#### Task:
Return all entries below exactly. Skip nothing.

#### Provided material:
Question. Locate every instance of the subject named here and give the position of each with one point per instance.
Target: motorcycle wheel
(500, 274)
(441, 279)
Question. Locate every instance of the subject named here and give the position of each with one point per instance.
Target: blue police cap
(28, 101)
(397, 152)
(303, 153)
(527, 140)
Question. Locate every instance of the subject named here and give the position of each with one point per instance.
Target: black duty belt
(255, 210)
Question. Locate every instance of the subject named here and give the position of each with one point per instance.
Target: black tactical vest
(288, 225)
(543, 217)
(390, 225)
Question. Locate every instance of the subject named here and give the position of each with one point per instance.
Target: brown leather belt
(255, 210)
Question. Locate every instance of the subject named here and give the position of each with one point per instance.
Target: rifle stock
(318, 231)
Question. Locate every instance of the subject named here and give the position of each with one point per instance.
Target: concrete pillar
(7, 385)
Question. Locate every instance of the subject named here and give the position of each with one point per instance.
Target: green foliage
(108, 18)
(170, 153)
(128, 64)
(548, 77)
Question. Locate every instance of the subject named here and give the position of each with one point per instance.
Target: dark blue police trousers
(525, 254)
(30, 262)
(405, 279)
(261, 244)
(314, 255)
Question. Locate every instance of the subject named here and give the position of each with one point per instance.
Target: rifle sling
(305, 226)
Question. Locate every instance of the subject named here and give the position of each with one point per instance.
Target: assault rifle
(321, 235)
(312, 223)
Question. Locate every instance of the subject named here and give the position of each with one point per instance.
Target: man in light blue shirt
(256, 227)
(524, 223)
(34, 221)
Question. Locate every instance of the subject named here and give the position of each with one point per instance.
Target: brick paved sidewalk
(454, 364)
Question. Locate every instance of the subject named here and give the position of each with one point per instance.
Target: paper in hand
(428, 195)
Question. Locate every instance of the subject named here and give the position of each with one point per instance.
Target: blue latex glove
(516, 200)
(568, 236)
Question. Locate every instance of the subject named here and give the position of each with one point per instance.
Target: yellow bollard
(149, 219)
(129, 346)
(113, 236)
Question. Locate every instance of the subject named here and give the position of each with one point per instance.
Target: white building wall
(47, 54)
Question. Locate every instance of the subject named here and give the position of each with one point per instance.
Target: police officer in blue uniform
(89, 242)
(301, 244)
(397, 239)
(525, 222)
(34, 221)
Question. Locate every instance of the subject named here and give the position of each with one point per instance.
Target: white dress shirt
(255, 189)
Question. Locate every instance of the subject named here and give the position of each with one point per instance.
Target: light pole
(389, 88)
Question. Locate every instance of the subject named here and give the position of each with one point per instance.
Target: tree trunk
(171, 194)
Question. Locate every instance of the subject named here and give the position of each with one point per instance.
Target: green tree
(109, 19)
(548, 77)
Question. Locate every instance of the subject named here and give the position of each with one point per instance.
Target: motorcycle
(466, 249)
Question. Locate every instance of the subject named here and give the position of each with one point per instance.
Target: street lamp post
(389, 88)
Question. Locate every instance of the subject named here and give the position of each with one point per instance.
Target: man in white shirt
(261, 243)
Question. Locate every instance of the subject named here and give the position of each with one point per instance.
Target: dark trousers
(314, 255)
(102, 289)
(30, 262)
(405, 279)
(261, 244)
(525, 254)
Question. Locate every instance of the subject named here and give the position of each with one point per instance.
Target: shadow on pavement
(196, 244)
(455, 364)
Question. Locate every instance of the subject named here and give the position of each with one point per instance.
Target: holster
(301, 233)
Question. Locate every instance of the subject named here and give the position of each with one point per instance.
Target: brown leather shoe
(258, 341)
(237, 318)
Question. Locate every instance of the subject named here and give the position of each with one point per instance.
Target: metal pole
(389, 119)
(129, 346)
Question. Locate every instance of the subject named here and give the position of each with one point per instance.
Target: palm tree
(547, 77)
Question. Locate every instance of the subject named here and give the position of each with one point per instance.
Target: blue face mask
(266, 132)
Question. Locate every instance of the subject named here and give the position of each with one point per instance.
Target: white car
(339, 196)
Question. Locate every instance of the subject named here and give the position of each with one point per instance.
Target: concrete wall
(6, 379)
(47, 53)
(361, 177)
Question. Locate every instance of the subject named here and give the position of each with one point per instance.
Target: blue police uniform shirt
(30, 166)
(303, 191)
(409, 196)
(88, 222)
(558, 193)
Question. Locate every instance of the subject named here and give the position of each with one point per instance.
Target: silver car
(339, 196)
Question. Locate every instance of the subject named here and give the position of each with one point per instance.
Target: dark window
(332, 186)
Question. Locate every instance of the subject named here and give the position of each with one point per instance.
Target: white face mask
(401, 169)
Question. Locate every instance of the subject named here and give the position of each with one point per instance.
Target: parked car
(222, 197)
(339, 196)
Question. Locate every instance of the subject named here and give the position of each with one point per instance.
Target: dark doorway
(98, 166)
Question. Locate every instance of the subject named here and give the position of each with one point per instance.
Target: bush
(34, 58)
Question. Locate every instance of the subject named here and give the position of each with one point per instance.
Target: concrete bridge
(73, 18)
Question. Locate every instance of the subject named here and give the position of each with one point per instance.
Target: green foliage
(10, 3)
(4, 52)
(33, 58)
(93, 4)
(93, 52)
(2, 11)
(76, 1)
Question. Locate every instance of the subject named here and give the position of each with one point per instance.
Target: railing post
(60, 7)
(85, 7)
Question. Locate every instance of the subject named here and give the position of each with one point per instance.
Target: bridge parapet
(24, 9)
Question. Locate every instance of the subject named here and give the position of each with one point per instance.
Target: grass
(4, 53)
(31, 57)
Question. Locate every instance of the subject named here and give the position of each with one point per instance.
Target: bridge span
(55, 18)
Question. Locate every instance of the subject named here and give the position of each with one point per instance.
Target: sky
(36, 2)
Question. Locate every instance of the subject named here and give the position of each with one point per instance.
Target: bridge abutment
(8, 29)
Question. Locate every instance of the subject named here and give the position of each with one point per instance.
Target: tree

#### Expected answer:
Question. Locate every instance of the subject named here and give the position of each with one point per instance.
Target: motorcycle wheel
(500, 274)
(441, 279)
Question. Locate every instance of the subject named here and give the position of each with one point per instance.
Target: blue police cap
(28, 101)
(397, 152)
(303, 153)
(527, 140)
Question. Locate every instance of the subject named here and give the position of each with one point per instance.
Target: black duty belt
(255, 210)
Question. Locate every instance of the subject named here and give the position of each with one point per instance.
Target: black tactical vest
(288, 225)
(543, 217)
(390, 225)
Question. Locate every instance of the subject named here and give the position of each with one point per instance.
Target: brown leather belt
(255, 210)
Question. Locate every instance of the subject named here and give the position of each with one point per instance.
Target: rifle stock
(318, 231)
Question. Locate every instance of the subject named here and give the position of each with one point per instance.
Target: concrete pillar
(7, 385)
Question. Locate every instance of the subject named here and give the position of each with one point per instance.
Target: green foliage
(108, 18)
(170, 153)
(128, 64)
(548, 77)
Question. Locate every instance of the subject named here and give the position of each with one point per instance.
Target: dark blue police trousers
(525, 254)
(30, 262)
(405, 279)
(261, 244)
(314, 255)
Question. Locate every instance of the subject named here and give the position of each with one point per instance.
Target: rifle sling
(305, 226)
Question. Locate every instance of the subject named here and give the position of each with one point per instance.
Target: assault rifle
(321, 235)
(312, 223)
Question. Locate every instance of the subject named here and give the position of each with one point per instance.
Target: man in light blue shirt
(256, 227)
(524, 223)
(34, 221)
Question. Locate every instance of the subject named here and give the position of each with one point per instance.
Target: brick paved sidewalk
(454, 364)
Question. Locate every instance of the subject named here and give the position of each with one point per instance.
Target: paper in hand
(428, 195)
Question. Locate every instance of the subject named here and give the position of each with one point per instance.
Target: blue latex glove
(516, 200)
(568, 236)
Question. Locate every instance of the subject named here and give the position of each with one point per instance.
Target: yellow bollard
(149, 219)
(129, 346)
(113, 236)
Question. Locate every instance of the subject named here and give the position of each with one point per instance.
Target: white building wall
(47, 54)
Question. Locate every instance of the subject named here and give the position of each with one point per instance.
Target: police officer in blue uniform
(89, 242)
(301, 244)
(397, 239)
(525, 222)
(34, 221)
Question. Locate every instance of the subject named here and give the position of each with one point per instance.
Target: white dress shirt
(255, 189)
Question. Locate every instance of the subject named here and give the position of each with one point per instance.
Target: light pole
(389, 88)
Question. Locate every instance of the subject named here and give the position of each with one point per instance.
Target: tree trunk
(171, 194)
Question. Locate every instance of the subject named here and give the position of each with one point per instance.
Target: green tree
(109, 19)
(548, 77)
Question. Locate every instance of the subject named here and give the position of each with one point per instance.
Target: motorcycle
(466, 249)
Question. Locate every instance of the subject named here and give the position of each with one point per instance.
Target: street lamp post
(389, 88)
Question. Locate every instance of the subject named here and give the position of each with one point per instance.
Target: man in white shirt
(261, 243)
Question. Locate every instance of the subject named here and give the position of each with one point per instance.
Target: dark trousers
(314, 255)
(102, 289)
(30, 262)
(405, 279)
(261, 244)
(525, 254)
Question. Locate every instance of the subject named here and give the position of each with one point per instance.
Target: shadow on pavement
(196, 244)
(455, 364)
Question. Locate every instance of the subject named here and give the position of each with one point per instance.
Target: holster
(301, 233)
Question. Locate every instance of the subject named here and give the position of each with one point per instance.
Target: brown leather shoe
(258, 341)
(237, 318)
Question. Locate every instance of the subject named here and give the position of each with one point per instance.
Target: metal pole
(389, 119)
(129, 346)
Question. Locate every instance of the subject named here and give the position of each with one point per instance.
Target: palm tree
(547, 77)
Question. Locate every instance of the subject named here and give the position of each with one point per instance.
Target: blue face mask
(266, 132)
Question. Locate every instance of the subject named here and give the position of each with one point per instance.
Target: white car
(339, 196)
Question. Locate every instance of the subject named here and give the position of each with one point per instance.
Target: concrete wall
(6, 379)
(47, 53)
(361, 177)
Question. Locate every instance of the subject named here and give the position of each with one point per instance.
Target: blue police uniform shirt
(30, 166)
(303, 191)
(409, 196)
(88, 222)
(558, 193)
Question. Locate every instance of the subject named here and give the position of each with one point per instance.
Target: silver car
(339, 196)
Question. Locate every instance of the subject named here and give the position of each with one point per instance.
Target: dark window
(332, 186)
Question. Locate every instance of the subject named here and give the position of each with one point per instance.
Target: white face mask
(401, 169)
Question. Locate every instance of the subject named here and give the position of each with one point per instance.
Target: parked car
(222, 197)
(339, 196)
Question. Locate every instance of the subject named here and give the position of each with one point per instance.
Target: dark doorway
(98, 166)
Question. Locate every instance of the subject named here and give the position of each with one point per instance.
Target: bush
(34, 58)
Question. Locate every instance of the subject named here and give the position of each with one point per instance.
Target: concrete bridge
(73, 18)
Question. Locate every instance of the subject named here and give the position of each with one point per instance.
Target: green foliage
(10, 3)
(4, 52)
(33, 58)
(93, 4)
(93, 52)
(2, 11)
(76, 1)
Question. Locate every instance of the subject named here and give the position of each with one point per instance.
Target: railing post
(60, 7)
(85, 7)
Question. Locate every instance of the subject named here and give the position of each with one point per instance.
Target: bridge parapet
(24, 9)
Question. Locate every instance of the subject named here and give the position of each with one point per instance.
Target: grass
(4, 53)
(31, 57)
Question. Locate every instance of the subject named here and give the position of each with one point per instance.
Target: bridge span
(55, 18)
Question. Locate every instance of the subject named here and give the position of each with one point per instance.
Target: sky
(36, 2)
Question. Locate every instance of the subject named here and give the position of each with one point per instance.
Target: bridge abutment
(8, 29)
Question. Locate every instance of the subject named here and give the position of each with one point per instance.
Target: tree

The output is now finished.